* TASK PROMPT:
Gather every line of the listing below that contains the word "prayer", treating uppercase and lowercase letters as distinct.

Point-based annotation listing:
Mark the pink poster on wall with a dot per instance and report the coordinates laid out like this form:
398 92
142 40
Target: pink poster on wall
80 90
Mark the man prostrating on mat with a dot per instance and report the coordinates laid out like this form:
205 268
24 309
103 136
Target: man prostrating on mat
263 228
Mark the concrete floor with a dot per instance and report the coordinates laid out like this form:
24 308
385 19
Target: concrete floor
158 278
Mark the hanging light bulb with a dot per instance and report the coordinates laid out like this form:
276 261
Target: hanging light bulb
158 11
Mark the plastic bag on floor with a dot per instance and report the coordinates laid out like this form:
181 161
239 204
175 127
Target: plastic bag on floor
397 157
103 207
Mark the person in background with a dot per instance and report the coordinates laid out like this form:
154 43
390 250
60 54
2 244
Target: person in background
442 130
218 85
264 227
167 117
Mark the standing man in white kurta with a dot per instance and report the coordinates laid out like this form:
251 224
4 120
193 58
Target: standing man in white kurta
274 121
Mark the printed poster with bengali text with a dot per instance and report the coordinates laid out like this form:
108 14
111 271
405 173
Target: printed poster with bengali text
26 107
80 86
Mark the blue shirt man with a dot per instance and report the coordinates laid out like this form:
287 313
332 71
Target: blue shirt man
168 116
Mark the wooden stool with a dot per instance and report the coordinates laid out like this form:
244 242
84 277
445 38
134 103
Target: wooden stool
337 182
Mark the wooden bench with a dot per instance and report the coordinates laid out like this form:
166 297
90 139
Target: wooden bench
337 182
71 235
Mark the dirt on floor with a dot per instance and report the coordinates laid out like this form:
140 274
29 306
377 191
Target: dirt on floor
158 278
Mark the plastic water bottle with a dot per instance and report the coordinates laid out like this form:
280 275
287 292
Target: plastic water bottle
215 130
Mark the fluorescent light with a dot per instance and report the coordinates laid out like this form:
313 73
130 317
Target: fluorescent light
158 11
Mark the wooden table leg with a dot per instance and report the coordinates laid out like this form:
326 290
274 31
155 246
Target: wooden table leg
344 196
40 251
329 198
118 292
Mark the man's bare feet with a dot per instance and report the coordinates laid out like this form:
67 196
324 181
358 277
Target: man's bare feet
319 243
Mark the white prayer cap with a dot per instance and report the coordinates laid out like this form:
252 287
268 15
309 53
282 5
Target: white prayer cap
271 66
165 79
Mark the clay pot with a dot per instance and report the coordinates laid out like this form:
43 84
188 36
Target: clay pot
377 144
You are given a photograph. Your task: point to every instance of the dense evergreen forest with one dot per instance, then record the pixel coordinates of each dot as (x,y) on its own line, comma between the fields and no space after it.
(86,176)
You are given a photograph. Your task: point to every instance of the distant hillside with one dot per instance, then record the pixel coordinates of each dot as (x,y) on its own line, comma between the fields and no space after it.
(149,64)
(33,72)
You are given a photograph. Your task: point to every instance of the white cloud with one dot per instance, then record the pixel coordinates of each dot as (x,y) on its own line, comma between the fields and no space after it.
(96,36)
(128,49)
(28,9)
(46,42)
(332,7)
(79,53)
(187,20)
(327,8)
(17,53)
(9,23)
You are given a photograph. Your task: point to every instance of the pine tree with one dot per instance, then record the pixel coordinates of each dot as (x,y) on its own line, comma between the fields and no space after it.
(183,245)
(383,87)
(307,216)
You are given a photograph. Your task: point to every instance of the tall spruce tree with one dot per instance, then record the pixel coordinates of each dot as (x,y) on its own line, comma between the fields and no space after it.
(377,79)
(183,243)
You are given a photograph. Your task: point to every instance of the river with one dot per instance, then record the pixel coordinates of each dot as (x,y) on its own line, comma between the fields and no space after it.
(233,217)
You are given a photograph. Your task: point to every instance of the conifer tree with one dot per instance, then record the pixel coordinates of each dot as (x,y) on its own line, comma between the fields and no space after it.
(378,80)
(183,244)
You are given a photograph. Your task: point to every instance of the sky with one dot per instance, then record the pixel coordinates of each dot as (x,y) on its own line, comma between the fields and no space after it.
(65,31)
--
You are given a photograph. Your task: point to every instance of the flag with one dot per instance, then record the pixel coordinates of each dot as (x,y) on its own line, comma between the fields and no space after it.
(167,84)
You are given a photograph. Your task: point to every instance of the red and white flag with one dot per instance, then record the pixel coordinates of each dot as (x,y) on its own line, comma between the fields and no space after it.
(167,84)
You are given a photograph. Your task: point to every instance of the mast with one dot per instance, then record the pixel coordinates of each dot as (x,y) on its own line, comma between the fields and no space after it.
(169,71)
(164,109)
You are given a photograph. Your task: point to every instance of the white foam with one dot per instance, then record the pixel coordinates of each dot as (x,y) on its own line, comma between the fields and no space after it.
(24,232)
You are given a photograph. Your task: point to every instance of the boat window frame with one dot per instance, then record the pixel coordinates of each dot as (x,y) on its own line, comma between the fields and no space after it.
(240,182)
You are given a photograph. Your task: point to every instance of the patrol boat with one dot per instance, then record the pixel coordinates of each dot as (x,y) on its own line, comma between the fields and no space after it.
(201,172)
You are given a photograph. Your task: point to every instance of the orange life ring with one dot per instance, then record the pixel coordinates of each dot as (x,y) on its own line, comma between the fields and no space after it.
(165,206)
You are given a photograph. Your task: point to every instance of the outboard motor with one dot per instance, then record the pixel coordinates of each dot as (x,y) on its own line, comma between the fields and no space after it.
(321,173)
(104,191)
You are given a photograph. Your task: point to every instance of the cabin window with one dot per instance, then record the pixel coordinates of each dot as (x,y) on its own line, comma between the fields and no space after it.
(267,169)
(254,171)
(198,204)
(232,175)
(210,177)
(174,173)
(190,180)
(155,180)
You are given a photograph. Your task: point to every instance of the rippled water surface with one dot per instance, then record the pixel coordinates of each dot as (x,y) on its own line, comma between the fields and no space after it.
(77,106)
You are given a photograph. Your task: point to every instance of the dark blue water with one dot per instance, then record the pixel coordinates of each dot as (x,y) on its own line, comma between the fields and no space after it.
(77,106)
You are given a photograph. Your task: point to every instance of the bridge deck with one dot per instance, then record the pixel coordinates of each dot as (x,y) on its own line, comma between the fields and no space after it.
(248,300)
---
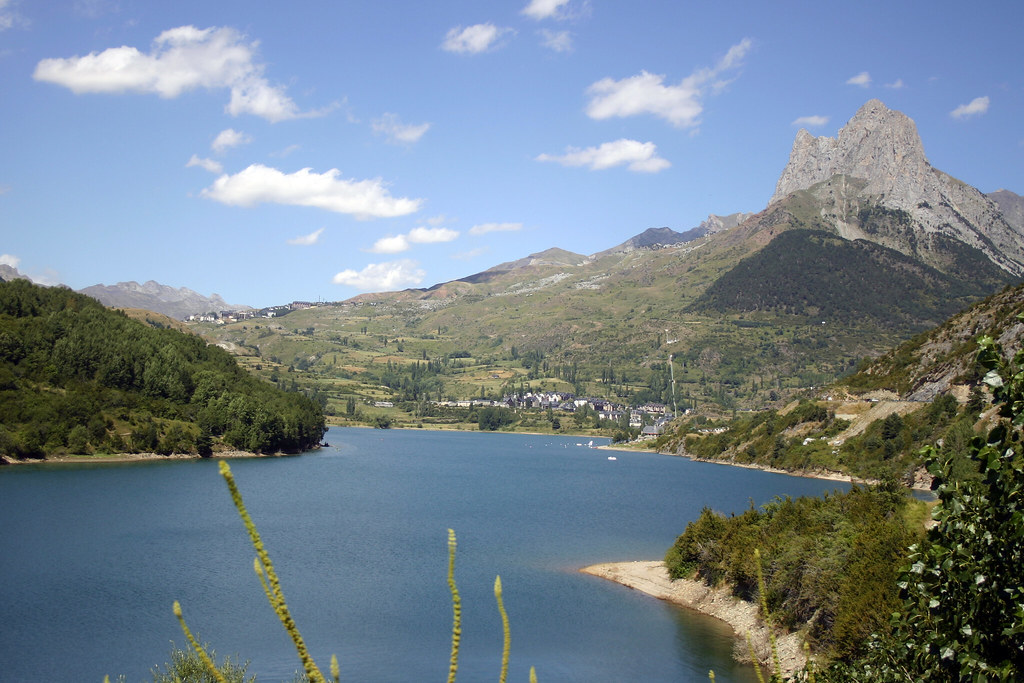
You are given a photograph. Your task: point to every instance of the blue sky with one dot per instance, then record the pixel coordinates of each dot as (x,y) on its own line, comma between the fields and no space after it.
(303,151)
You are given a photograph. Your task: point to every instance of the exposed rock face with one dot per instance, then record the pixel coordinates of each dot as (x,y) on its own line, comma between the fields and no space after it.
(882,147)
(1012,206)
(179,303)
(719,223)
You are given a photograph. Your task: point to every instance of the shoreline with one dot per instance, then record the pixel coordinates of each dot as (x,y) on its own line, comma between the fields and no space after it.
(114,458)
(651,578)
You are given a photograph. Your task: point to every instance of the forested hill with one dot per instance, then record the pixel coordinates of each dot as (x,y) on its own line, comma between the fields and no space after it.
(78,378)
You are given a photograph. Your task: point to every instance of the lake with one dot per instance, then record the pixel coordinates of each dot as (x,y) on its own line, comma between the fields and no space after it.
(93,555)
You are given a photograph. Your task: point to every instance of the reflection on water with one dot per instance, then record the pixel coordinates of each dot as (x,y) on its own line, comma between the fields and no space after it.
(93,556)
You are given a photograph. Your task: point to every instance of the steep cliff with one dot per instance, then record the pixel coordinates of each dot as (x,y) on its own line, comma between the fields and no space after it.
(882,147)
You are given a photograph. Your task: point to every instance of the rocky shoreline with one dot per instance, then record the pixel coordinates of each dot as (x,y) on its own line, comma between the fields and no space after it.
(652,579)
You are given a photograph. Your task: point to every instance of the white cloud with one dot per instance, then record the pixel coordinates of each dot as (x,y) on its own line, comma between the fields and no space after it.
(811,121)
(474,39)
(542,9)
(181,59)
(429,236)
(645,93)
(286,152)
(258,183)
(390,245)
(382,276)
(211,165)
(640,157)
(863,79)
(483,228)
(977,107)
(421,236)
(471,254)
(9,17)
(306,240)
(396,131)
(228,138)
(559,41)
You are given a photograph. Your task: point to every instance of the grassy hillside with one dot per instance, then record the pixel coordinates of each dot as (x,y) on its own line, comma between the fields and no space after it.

* EXERCISE RESPONSE:
Mark the white prayer cap with a dot per instance and report the coordinates laid out like this form:
Target: white prayer cap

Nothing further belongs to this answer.